#### Work required:
Rescale the entries below, from the line containing "drop a point: the tall tree" through the end of the entries, inclusive. Rewrite every one of those lines, including the requests, with each answer coordinate multiplied by 0.45 and rounded to the nearest whole number (halves round up), and output only those lines.

[Dataset entries on object locations]
-----

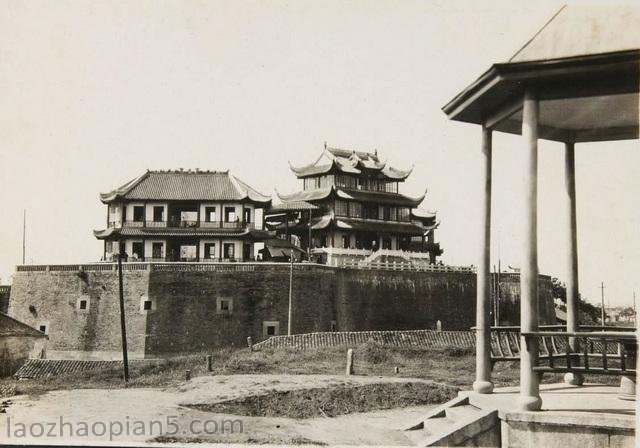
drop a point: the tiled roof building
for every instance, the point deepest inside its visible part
(350, 202)
(183, 216)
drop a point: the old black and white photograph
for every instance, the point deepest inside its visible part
(314, 223)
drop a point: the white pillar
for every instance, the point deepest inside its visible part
(572, 254)
(529, 381)
(483, 383)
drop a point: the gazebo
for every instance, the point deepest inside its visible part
(577, 80)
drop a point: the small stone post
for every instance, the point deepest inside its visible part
(209, 363)
(349, 362)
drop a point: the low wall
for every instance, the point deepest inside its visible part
(185, 298)
(415, 338)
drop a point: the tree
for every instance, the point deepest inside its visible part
(589, 314)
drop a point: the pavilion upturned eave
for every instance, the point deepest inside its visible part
(495, 98)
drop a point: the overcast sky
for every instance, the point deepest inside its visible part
(94, 93)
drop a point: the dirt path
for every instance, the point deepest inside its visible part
(125, 415)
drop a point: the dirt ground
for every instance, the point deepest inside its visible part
(125, 415)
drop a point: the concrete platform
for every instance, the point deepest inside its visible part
(585, 416)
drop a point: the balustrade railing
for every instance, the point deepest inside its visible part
(184, 224)
(592, 352)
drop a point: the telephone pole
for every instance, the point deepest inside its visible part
(24, 232)
(602, 298)
(123, 327)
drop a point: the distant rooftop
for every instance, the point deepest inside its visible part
(580, 30)
(13, 327)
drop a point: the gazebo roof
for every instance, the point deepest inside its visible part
(584, 67)
(583, 30)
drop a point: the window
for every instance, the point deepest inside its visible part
(158, 213)
(138, 213)
(370, 211)
(342, 208)
(270, 328)
(229, 214)
(224, 305)
(146, 305)
(210, 214)
(355, 210)
(156, 250)
(210, 250)
(229, 250)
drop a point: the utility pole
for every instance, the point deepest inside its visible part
(309, 245)
(24, 233)
(602, 299)
(290, 293)
(498, 296)
(635, 314)
(123, 328)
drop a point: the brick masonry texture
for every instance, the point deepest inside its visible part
(185, 316)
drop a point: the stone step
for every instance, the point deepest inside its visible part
(462, 413)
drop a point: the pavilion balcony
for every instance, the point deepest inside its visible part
(183, 224)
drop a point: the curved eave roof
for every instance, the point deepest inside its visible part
(608, 73)
(306, 195)
(380, 197)
(293, 206)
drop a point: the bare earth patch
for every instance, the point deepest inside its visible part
(180, 405)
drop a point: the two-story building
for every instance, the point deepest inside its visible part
(350, 206)
(183, 216)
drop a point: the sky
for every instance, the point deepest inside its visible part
(92, 94)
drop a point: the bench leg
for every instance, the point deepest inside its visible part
(574, 379)
(627, 388)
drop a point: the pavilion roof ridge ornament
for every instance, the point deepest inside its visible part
(185, 185)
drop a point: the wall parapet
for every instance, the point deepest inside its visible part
(167, 267)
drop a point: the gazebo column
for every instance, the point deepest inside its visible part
(483, 383)
(529, 381)
(572, 255)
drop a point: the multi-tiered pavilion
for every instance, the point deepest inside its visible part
(350, 206)
(576, 81)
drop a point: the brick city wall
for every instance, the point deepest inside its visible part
(5, 293)
(185, 316)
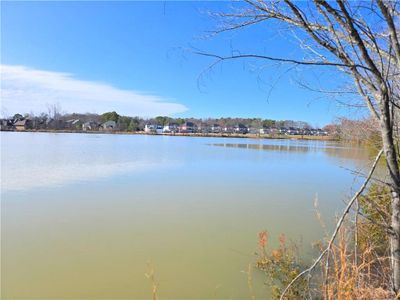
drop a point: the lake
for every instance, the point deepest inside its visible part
(82, 215)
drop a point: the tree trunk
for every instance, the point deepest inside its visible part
(395, 241)
(394, 181)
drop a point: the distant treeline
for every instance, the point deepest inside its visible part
(55, 120)
(344, 129)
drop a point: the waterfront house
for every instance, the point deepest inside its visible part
(55, 123)
(228, 129)
(23, 124)
(188, 127)
(216, 128)
(171, 128)
(90, 126)
(109, 126)
(6, 124)
(73, 124)
(153, 128)
(240, 128)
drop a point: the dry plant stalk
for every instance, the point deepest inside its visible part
(150, 275)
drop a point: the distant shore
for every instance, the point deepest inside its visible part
(218, 135)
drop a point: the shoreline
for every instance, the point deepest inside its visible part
(216, 135)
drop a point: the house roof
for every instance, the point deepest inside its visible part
(20, 123)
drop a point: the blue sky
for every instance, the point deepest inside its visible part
(132, 57)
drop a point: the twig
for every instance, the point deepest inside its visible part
(338, 225)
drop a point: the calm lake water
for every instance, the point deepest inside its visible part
(83, 214)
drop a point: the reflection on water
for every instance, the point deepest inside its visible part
(328, 148)
(81, 215)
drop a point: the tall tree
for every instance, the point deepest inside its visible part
(357, 38)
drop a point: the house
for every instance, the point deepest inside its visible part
(73, 124)
(90, 126)
(216, 128)
(228, 129)
(109, 125)
(6, 124)
(55, 123)
(240, 128)
(23, 124)
(171, 127)
(153, 128)
(188, 127)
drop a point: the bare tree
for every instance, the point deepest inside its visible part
(361, 40)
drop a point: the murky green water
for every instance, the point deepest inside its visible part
(81, 215)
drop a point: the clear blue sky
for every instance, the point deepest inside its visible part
(131, 57)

-----

#### Answer in full:
drop a point: the tall tree
for every instance, the point deepest inside its visible part
(161, 17)
drop a point: the house
for every instance, the point deepest inside its visible part
(33, 56)
(41, 57)
(97, 58)
(103, 58)
(49, 56)
(3, 56)
(25, 55)
(108, 58)
(10, 56)
(77, 57)
(69, 58)
(85, 57)
drop a point: the bare tree
for every instance, the point deepest inside its visible part
(162, 18)
drop a point: the murky green water
for every instance, the point deepest inside its visible part
(36, 97)
drop a point: the clear blue sky
for every instance, the point deepest inside its visible part
(59, 26)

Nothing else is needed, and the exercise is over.